▶ [The request]
Select every line below that contains the string "snow", and copy each one out in full.

▶ [Coordinate annotation lines]

------------------------------------------------

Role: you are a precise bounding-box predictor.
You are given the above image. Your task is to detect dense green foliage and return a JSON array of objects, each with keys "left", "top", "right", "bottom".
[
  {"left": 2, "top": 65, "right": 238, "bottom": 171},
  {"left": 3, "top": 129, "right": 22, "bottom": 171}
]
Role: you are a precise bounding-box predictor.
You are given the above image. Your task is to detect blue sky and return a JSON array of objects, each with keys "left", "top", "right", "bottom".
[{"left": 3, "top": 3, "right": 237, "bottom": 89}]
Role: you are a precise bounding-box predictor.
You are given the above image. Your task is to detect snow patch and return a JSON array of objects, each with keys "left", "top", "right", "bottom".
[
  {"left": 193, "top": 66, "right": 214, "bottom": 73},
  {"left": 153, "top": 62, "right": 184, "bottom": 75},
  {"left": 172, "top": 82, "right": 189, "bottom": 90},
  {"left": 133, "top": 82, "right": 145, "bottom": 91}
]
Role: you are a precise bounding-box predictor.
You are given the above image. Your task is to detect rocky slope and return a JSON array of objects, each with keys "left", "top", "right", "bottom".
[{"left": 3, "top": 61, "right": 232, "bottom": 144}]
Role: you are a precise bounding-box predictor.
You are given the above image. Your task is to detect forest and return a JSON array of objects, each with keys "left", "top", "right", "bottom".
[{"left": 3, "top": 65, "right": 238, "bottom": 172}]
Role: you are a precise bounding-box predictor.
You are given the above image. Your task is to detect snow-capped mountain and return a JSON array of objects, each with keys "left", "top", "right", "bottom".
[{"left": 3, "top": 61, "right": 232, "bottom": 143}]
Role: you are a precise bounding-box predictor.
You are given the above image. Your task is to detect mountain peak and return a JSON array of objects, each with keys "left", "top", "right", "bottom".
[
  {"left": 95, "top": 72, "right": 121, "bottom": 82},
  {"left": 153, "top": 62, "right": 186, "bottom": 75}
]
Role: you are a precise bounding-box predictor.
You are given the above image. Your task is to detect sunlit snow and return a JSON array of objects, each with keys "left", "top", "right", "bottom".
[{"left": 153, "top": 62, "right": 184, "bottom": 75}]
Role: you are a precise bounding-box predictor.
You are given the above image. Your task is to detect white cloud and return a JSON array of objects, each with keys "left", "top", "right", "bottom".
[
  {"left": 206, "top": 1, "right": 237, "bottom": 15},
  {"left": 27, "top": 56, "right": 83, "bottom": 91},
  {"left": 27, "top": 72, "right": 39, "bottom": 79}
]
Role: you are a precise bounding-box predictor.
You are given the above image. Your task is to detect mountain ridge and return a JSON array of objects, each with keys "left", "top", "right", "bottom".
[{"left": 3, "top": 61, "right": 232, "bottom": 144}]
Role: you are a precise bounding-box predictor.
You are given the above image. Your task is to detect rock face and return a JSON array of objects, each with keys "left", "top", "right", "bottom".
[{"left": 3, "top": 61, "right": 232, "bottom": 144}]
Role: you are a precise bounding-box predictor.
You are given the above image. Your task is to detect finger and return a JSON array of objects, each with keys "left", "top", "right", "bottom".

------------------------------------------------

▶ [Response below]
You are given the above image. Your task is to detect snow patch and return a JSON array of objects, each with keys "left", "top", "right", "bottom".
You are given the above image. Your task is to detect snow-capped mountain and return a JSON array of objects, each with keys "left", "top", "right", "bottom".
You are given the above image. Your task is to detect sunlit snow and return a JSON array of objects, each with keys "left", "top", "right", "bottom".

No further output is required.